**** Data to examine ****

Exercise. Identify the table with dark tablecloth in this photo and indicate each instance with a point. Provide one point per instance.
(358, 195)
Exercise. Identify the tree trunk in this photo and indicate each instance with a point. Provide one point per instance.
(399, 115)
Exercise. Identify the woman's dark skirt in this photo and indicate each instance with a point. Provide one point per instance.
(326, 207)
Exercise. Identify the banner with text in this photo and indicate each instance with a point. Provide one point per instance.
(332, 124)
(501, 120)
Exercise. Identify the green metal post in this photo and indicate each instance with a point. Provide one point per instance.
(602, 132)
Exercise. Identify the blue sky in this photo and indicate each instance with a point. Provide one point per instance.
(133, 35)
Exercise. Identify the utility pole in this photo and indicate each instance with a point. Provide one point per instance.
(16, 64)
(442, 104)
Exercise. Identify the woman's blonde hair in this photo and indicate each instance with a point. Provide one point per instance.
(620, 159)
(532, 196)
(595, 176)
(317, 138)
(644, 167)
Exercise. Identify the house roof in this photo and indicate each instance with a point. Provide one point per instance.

****

Set the records above down again. Match them exactly.

# Final answer:
Exercise. Identify the table with dark tablecloth in this photo and indicate each instance with a point. Provide one point per instance.
(358, 195)
Exercise. Identify the tree trunk in this photo and indicate each instance with a point. Provide one point per instance.
(399, 115)
Exercise. Identify the woman's dark skirt in this photo and indicate each instance with a point. Provide one point per instance.
(326, 207)
Exercise. Identify the banner with text in this photo and indicate each instance with a point. Provide one point per instance.
(332, 124)
(501, 120)
Exercise. Identify the green metal post in this photo and indicate each instance with a point. Provide one point per instance.
(602, 132)
Exercise. Identify the blue sky in this photo and indicate each instance with a point. Provide one point per instance.
(133, 35)
Exercise. Identify the utility pole in this photo and indicate each instance with a point. Provide one point per instance.
(16, 64)
(442, 104)
Exercise. Identify the woman's blonde hair in this photo and indicate each instance with a point. Provide one point per instance.
(620, 159)
(532, 196)
(595, 176)
(317, 138)
(644, 167)
Exercise. Identify the house roof in this photo and indicate each instance with a point. Provide one point per instance.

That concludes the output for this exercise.